## begin

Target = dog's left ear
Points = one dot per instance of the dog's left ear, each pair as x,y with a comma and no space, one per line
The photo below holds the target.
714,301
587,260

## end

* PROBLEM DESCRIPTION *
Write the data above out again, line for line, with no changes.

* RESPONSE BELOW *
Target = dog's left ear
Points = one dot per instance of the dog's left ear, each pair as x,y with a comma and no space, one per line
The photo below holds the target.
714,301
587,260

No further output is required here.